-- THE PROBLEM --
Give the line containing "Where can you see the sepia" again, exactly, along with all later lines of the entries, through the last one.

-- DATA UNDER STUDY --
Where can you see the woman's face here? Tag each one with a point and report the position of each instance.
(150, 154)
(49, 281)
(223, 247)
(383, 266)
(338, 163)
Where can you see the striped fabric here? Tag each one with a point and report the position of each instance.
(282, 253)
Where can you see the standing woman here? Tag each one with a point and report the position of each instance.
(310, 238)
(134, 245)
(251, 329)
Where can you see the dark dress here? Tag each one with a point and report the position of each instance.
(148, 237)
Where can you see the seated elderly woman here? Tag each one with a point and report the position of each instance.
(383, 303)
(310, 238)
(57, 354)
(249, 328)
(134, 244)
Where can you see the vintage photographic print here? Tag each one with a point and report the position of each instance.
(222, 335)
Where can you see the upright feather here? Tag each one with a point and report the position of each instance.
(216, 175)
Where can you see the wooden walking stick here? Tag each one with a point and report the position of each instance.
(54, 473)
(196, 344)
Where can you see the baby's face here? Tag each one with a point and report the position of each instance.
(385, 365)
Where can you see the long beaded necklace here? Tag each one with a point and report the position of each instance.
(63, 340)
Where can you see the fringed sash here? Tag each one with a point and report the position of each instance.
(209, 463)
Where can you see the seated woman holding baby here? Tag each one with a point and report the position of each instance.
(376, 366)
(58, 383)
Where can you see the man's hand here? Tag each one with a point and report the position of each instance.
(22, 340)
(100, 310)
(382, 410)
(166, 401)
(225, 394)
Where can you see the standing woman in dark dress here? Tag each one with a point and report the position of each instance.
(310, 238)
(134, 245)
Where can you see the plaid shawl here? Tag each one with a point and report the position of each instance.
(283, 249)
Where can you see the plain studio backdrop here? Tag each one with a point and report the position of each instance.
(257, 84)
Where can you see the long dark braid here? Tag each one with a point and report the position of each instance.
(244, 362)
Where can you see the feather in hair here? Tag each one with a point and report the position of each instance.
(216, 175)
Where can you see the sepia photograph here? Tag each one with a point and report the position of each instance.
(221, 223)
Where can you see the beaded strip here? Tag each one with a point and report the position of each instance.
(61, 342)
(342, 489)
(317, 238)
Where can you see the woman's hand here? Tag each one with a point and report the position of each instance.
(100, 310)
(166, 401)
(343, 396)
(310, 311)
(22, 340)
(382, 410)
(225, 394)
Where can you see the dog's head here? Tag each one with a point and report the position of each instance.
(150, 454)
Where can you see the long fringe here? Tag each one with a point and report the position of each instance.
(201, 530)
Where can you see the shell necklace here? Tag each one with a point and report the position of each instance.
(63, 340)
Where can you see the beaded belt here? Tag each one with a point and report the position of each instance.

-- REPLY --
Where can you see the sepia photograph here? Tag each one with a point and report the position of each instance.
(221, 223)
Where can you see the beaded strip here? Tag each one with a point and report the position of each instance.
(61, 342)
(342, 489)
(317, 238)
Where can you see the woman's hand here? Tag each one with a point and report the position of each instance.
(100, 310)
(166, 401)
(343, 396)
(310, 311)
(22, 340)
(382, 410)
(225, 394)
Where can you see the dog's head here? Tag each one with a point and report the position of each instance.
(150, 454)
Where can you see the long fringe here? Tag each one with a point and report the position of each instance.
(201, 530)
Where can you see the shell necklace here? Tag each one with a point and report the position of each instance.
(63, 340)
Where can you see the beaded belt here? Tag each one with a point and report the position of each instance.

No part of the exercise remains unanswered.